*What the exercise asks:* Output as a numbered list the lines of the data, starting at the line containing "q: shadow on grass" and ending at the last line of the data, leaving out any blank lines.

*Saved data entries:*
>> begin

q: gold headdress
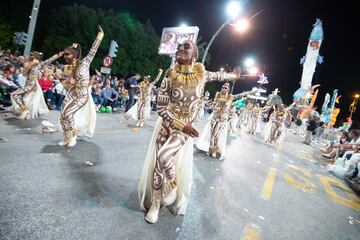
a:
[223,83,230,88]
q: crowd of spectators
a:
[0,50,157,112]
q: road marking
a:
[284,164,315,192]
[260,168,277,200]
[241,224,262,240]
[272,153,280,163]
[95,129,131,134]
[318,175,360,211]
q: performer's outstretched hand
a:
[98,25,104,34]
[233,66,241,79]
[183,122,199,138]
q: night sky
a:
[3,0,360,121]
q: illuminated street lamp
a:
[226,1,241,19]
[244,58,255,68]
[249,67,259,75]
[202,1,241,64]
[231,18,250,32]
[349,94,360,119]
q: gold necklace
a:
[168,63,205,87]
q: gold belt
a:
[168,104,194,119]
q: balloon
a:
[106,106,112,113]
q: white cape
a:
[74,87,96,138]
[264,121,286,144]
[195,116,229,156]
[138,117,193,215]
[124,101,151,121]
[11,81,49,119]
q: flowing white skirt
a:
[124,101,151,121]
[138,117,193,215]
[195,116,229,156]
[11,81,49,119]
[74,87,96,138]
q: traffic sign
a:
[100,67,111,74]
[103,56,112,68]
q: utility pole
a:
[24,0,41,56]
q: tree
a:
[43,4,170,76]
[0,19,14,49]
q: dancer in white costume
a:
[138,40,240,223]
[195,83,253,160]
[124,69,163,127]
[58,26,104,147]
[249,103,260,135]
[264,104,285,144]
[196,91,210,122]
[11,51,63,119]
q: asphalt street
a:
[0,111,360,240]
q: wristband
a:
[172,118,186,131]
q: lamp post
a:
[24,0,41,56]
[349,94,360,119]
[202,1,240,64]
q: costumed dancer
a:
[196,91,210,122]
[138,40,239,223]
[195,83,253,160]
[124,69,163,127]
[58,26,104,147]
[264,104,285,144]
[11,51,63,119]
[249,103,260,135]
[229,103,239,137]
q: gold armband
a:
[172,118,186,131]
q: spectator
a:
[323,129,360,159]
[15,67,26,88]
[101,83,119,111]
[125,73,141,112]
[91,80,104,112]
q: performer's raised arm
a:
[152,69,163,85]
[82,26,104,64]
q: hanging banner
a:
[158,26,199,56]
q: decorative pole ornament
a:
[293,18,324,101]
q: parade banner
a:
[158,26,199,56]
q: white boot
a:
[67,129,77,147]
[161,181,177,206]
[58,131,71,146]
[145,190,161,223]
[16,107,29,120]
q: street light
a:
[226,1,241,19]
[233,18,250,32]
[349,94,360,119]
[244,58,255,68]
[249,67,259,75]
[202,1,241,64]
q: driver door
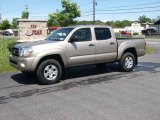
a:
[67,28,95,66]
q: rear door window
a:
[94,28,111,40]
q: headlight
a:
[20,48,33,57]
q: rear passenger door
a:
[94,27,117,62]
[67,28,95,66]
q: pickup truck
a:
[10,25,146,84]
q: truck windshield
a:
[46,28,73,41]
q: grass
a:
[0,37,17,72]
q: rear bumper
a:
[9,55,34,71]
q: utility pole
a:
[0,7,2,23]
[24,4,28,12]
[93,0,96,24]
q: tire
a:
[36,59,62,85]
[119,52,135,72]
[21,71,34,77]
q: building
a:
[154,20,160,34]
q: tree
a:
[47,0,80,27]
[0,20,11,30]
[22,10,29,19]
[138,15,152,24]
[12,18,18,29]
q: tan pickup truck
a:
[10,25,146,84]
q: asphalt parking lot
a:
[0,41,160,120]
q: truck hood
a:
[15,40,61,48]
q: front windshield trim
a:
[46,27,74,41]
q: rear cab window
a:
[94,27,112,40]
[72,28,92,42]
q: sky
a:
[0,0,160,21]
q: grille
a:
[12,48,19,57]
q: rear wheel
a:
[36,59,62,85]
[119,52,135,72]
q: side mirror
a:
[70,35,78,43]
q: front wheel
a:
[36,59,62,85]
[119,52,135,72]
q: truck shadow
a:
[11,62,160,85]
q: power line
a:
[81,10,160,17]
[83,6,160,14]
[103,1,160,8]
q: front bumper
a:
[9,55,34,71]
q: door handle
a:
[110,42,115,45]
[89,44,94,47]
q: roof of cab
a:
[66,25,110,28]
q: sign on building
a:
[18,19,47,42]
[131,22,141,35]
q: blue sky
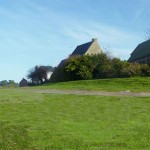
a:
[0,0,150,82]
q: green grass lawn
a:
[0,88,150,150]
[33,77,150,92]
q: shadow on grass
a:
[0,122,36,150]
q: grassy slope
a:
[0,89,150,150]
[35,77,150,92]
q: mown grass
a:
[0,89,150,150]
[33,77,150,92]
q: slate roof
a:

>> end

*Written answer:*
1. q: shadow on grass
2. a:
3. [0,122,36,150]
4. q: grassy slope
5. a:
6. [0,89,150,150]
7. [35,77,150,92]
8. q: mown grass
9. a:
10. [0,89,150,150]
11. [33,77,150,92]
12. q: slate roof
13. a:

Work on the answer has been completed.